*DIRECTION 1:*
In the aquarium plant bulb thread, swap "growth" for "height" and write out the passage from "has anyone ever" up to and including "light a day.".
*DIRECTION 2:*
Resume the forum thread about aquarium plant bulbs, carrying it on from its final line.

*EXCERPT:*
============
# Aquarium Plant Bulbs



## dvanbramer88 (Jul 23, 2011)

has anyone ever used packaged aquarium plant bulbs?

Walmart sells various varieties at $3.56 a box, some variates have 2 bulbs, others have 5-6+. since plants cost $4-7 each at other stores i thought I'd try em out. They are made by Sea-Life, Inc.

they advertise 6"-8" of growth in 15 days and blooms in a month. Provide 8 hours of light a day.

Guarantee: If any bulb fails to spout in 30 days, return bulb and receipt to address below and they will send a replacement.

I got a box of Aponogeton Bulbs, 9 bulbs in the box.


----------



## Big Dog (May 17, 2010)

I tride them once. They did not work. So I would not buy them.


----------



## dvanbramer88 (Jul 23, 2011)

already bought them, but thanks for the response. It's a $4 gamble, hope they work, no biggie if they don't.


----------



## Big Dog (May 17, 2010)

Let me know if they do. Good luck with them.


----------



## majerah1 (Oct 29, 2010)
============
*LISTED ENTRIES:*
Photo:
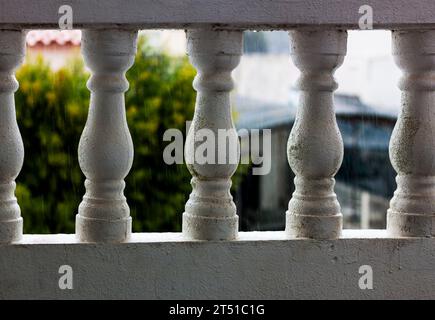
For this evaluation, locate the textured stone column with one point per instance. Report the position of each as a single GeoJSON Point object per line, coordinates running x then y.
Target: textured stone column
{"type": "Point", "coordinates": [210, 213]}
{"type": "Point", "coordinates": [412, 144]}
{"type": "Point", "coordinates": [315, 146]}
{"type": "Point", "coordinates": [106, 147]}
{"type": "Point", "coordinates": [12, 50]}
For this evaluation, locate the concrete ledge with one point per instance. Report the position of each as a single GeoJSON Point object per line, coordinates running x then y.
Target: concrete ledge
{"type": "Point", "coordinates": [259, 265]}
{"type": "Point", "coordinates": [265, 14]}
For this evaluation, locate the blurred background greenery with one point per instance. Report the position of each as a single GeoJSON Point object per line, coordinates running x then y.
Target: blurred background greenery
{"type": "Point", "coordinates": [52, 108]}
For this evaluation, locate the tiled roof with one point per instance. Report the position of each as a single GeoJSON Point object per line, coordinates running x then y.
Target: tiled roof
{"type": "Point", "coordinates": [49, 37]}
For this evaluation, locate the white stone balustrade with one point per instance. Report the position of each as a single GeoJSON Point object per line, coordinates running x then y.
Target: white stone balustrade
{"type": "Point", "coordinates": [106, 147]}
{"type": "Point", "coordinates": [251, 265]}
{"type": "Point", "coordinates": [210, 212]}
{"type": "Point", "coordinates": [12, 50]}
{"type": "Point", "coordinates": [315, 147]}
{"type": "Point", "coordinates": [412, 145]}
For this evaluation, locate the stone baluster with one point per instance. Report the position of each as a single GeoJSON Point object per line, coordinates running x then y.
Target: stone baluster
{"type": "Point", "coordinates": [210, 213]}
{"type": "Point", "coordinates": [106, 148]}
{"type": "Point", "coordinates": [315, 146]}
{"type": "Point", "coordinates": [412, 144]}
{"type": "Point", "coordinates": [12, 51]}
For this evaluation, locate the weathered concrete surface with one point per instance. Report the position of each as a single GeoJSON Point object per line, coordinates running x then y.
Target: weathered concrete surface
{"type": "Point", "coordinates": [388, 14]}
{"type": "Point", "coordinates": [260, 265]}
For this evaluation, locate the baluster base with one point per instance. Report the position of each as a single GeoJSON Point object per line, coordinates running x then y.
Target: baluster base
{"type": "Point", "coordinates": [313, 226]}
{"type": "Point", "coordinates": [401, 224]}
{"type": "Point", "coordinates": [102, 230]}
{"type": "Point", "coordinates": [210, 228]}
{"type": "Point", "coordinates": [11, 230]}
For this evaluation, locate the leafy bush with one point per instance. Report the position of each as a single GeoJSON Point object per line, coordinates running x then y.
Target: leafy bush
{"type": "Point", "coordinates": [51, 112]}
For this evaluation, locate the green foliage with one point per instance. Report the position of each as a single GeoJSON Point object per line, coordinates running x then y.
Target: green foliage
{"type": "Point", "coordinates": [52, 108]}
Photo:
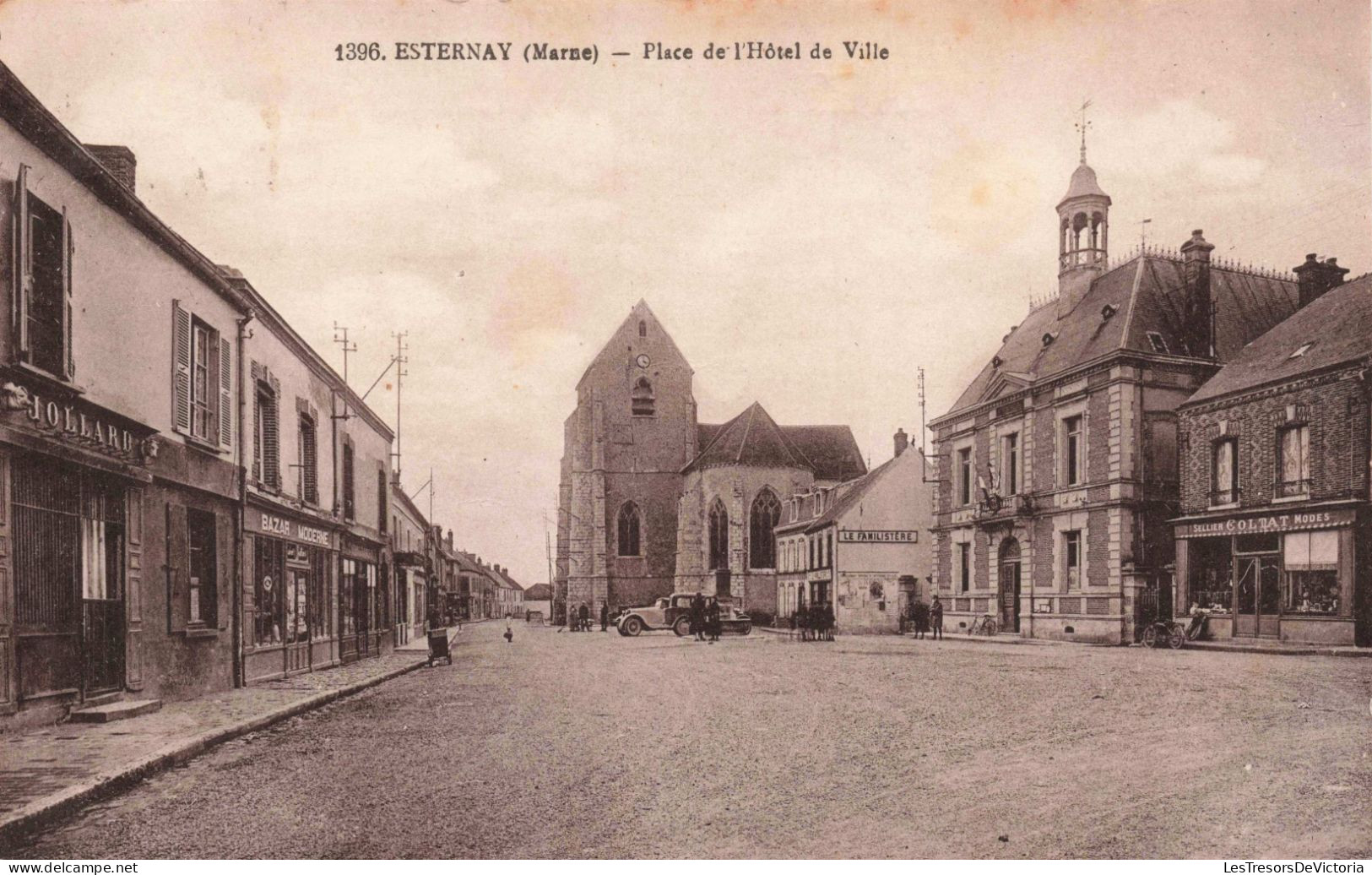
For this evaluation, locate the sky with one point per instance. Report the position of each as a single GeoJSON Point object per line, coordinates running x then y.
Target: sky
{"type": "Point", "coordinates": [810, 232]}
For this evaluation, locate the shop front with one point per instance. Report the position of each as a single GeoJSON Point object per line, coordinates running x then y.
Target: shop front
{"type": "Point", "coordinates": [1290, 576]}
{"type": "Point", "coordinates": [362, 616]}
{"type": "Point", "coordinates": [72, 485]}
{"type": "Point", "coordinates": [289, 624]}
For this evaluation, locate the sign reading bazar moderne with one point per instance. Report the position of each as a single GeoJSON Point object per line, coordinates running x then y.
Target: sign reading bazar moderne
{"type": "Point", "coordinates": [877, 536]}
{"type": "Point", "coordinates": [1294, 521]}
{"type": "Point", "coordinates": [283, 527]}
============
*OUTPUT 1:*
has anyone ever used packaged aquarium plant bulbs?

Walmart sells various varieties at $3.56 a box, some variates have 2 bulbs, others have 5-6+. since plants cost $4-7 each at other stores i thought I'd try em out. They are made by Sea-Life, Inc.

they advertise 6"-8" of height in 15 days and blooms in a month. Provide 8 hours of light a day.

*OUTPUT 2:*
I have tried them too.They have a guarantee,that if for some reason they do not grow,send the bulbs into the company and they send more live ones.I have had most of mine grow well, and the ones that didnt I did send in,and got some more in the mail.It took awhile to get them but they indeed stood by their guarantee.


----------



## pjones (Jun 5, 2011)

Ive bought a few here and there. Ive gotten about a 50% grow rate


----------



## dvanbramer88 (Jul 23, 2011)

thanks for the responses.


----------



## Kehy (Apr 19, 2011)

I got a box of the larger dwarf lilly bulbs, and out of the 2 bulbs that came in it, one rotted, the other grew (slowly). I could have send in the rotted bulb, but it was gross and by that time I had gotten other plants for my tank. I would start the bulbs in a separate container from your tank, so that if they do rot, it won't be a disaster for your tank.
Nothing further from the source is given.